>> BEGIN Text excerpt

This project targets classifying images. This section will do a basic step which is just read and processing an image. Because there is no image available at the notebook, then you can upload an image to the notebook easily.

The code listed below is the code cell content that reads the image using Keras and displays it using Matplotlib. The image is read using the Keras load_img() function. This function returns the image as PIL object. To convert it into a NumPy array, the img_to_array() function is used.

After being converted into a NumPy array, the image shape and data type are printed. Note that the data type of the returned image is float32 despite having their pixel values ranging from 0.0 to 255.0. To force the range to be from 0.0 to 1.0, the image is divided by 255.0. The pixel at location (50, 50) is printed before and after the division.

Finally, the image is shown using the imshow() function in the Matplotlib library.

import numpy
import keras
import matplotlib.pyplot

img = keras.preprocessing.image.load_img("0_100.jpg")
img_array = keras.preprocessing.image.img_to_array(img)

print(img_array.shape, img_array.dtype)

>> END Text excerpt

Set of tasks:
a. In the image-loading tutorial, repeat everything from "The code listed" down to "function is used.".
b. According to the image-loading tutorial, which function converts the PIL object returned by load_img() into a NumPy array?
c. Go on with the image-loading tutorial from the point where it stops.

>> BEGIN Raw data

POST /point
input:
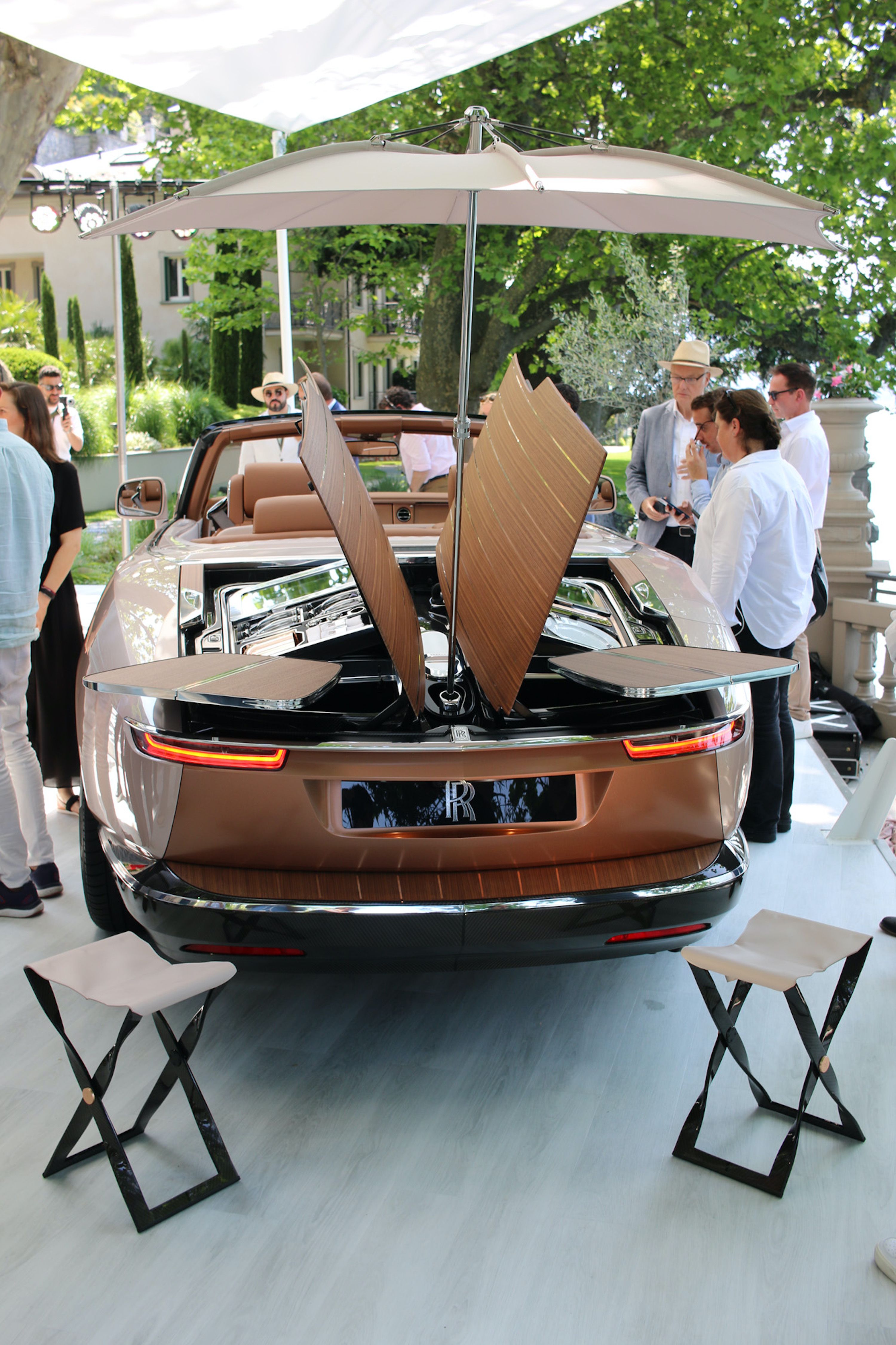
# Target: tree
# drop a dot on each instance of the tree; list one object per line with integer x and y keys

>> END Raw data

Solved tasks:
a.
The code listed below is the code cell content that reads the image using Keras and displays it using Matplotlib. The image is read using the Keras load_img() function. This function returns the image as PIL object. To convert it into a NumPy array, the img_to_array() function is used.

b. The img_to_array() function.

c.
print(img_array[50, 50])

img_array = img_array/255.0

print(img_array[50, 50])

matplotlib.pyplot.imshow(img_array)
matplotlib.pyplot.show()

In order to run the cell, just click on the arrow button on the top left side of the cell. The result of the print messages is given below. The image shape is 100x100x3 and its dtype which is float32. The image is actually a sample from the Strawberry class of the Fruits360 dataset as shown below.

(100, 100, 3) float32
[115. 6. 12.]
[0.4509804 0.02352941 0.04705882]

After successfully reading an image, let’s start downloading the dataset and then reading all of its images.

Fruits360 Dataset Download Link

If you want to work on data in the Jupyter notebook, one way is to upload it using the upload UPLOAD as discussed previously. Unfortunately, it is not the preferred option to upload large files or datasets. At first, the data will be lost after recycling the notebook and thus you have to upload it again. It is tiresome to do especially for slow Internet connections.

If you are running the notebook in Alibaba Cloud, then we can classify the data in which we want to work on to 2 categories:

  1. Data not available on the Web.
  2. Data available on the Web.

If the data to be processed is not available on the Web but in our PC, then we have to upload it for use in the notebook running in Alibaba Cloud. But if the notebook is recycled, we have to upload the data again.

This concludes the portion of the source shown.